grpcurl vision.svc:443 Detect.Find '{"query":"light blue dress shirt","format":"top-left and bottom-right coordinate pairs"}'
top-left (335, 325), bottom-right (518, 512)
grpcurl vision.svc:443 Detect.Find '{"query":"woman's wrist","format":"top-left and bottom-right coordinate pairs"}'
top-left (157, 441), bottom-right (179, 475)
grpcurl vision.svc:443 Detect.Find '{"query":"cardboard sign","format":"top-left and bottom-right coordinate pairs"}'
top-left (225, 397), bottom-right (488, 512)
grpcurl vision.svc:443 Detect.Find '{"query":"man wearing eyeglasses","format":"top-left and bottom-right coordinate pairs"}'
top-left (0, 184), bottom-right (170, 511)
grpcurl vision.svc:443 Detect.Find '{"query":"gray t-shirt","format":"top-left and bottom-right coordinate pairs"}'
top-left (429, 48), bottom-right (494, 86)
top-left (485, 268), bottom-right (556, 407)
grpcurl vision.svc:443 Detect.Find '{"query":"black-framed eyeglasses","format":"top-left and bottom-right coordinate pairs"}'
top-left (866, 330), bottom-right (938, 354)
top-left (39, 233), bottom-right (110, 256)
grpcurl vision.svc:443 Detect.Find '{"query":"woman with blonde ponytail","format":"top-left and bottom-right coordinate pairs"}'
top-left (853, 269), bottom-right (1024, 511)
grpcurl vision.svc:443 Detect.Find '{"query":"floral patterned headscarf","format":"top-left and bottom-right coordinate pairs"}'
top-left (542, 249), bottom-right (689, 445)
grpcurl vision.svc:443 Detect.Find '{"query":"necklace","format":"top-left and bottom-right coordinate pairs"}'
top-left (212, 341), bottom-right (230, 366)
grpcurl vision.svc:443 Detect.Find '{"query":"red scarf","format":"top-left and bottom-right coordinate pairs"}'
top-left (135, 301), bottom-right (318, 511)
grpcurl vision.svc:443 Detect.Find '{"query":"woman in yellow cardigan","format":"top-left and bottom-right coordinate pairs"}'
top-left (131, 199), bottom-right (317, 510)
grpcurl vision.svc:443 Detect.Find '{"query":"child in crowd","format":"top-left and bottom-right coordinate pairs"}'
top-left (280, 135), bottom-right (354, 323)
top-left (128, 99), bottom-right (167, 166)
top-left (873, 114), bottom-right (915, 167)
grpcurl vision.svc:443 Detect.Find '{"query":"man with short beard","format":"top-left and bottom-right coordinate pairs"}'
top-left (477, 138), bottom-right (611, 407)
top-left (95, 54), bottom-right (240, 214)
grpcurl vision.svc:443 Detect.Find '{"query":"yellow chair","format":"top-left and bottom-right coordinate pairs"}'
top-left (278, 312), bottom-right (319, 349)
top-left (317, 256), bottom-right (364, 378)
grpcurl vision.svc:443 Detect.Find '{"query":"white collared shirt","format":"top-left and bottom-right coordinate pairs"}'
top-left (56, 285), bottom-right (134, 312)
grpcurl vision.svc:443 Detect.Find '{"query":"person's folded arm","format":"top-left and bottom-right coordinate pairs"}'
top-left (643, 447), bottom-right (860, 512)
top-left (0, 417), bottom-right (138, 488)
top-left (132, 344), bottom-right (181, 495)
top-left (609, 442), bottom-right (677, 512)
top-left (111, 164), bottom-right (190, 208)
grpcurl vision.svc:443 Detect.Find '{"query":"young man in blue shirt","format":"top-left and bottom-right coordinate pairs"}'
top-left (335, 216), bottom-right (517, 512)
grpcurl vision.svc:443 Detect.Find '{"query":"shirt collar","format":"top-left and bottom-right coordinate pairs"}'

Problem. The listing above should be printed again in full, unchanged.

Response.
grpcurl vision.svc:443 Detect.Find '{"query":"light blue dress shirt","format":"top-left and bottom-right coordinate pairs"}'
top-left (335, 325), bottom-right (518, 512)
grpcurl vision.svc:443 Detect.Find '{"query":"woman's wrist","format":"top-left and bottom-right coordinate pairs"}'
top-left (157, 441), bottom-right (179, 475)
grpcurl vision.svc:443 Detect.Find '{"query":"cardboard sign","format":"top-left and bottom-right coordinate pairs"}'
top-left (225, 397), bottom-right (488, 512)
grpcurl vision.svc:443 Detect.Find '{"query":"man wearing eyeglasses","format":"top-left and bottom-right coordinate pairs"}'
top-left (0, 184), bottom-right (170, 511)
grpcurl vision.svc:443 Detect.Find '{"query":"gray t-shirt","format":"top-left and bottom-right coordinate pairs"}'
top-left (429, 48), bottom-right (494, 86)
top-left (485, 268), bottom-right (556, 407)
grpcurl vision.svc:443 Detect.Find '{"query":"black-framed eyeglasses","format":"top-left and bottom-right coordinate pairs"}'
top-left (866, 330), bottom-right (938, 354)
top-left (39, 233), bottom-right (110, 256)
grpcurl vision.svc:443 Detect.Find '{"query":"woman with blonde ponytail","format":"top-left and bottom-right coordinate pairs"}'
top-left (853, 269), bottom-right (1024, 511)
grpcurl vision.svc:443 Detect.Find '{"query":"floral patterned headscarf","format":"top-left and bottom-right coordinate pairs"}'
top-left (542, 249), bottom-right (689, 445)
grpcurl vision.svc:443 Detect.Find '{"query":"necklace","format":"top-left and bottom-right coordinate pairs"}'
top-left (212, 341), bottom-right (230, 366)
grpcurl vision.svc:443 Detect.Find '{"query":"red scarf","format":"top-left and bottom-right coordinate pairs"}'
top-left (135, 301), bottom-right (318, 511)
grpcurl vision.svc:443 Detect.Find '{"query":"woman in yellow cardigan","format":"top-left and bottom-right coordinate pairs"}'
top-left (131, 199), bottom-right (317, 510)
grpcurl vision.svc:443 Detect.Find '{"query":"child in crowd","format":"top-left and bottom-right coordinate pairs"}'
top-left (280, 135), bottom-right (354, 323)
top-left (128, 99), bottom-right (167, 166)
top-left (873, 114), bottom-right (915, 167)
grpcurl vision.svc:443 Detect.Find '{"query":"man with short beard","format":"top-left and bottom-right coordinate pairs"}'
top-left (477, 138), bottom-right (611, 407)
top-left (95, 54), bottom-right (240, 214)
grpcurl vision.svc:443 Detect.Find '{"query":"yellow chair","format":"top-left and bottom-right coordinate pairs"}'
top-left (278, 312), bottom-right (319, 349)
top-left (317, 256), bottom-right (364, 378)
grpcurl vision.svc:443 Detect.Find '{"query":"white collared shirt","format":"top-left and bottom-right coordinate pairs"}'
top-left (56, 285), bottom-right (134, 312)
grpcurl vision.svc:443 Detect.Find '{"query":"person's folded arm","format":"top-left and bottom-right coordinate pairs"}'
top-left (643, 447), bottom-right (860, 512)
top-left (0, 417), bottom-right (138, 488)
top-left (132, 344), bottom-right (181, 495)
top-left (609, 442), bottom-right (677, 512)
top-left (111, 164), bottom-right (190, 208)
grpcurl vision.svc:443 Detect.Find '{"query":"young man in blue shirt","format":"top-left and bottom-right coordinate pairs"}'
top-left (335, 216), bottom-right (517, 512)
grpcurl vision.svc:443 Detect.Find '{"query":"shirt collar","format":"top-left and bottom-right coordinate pairs"}'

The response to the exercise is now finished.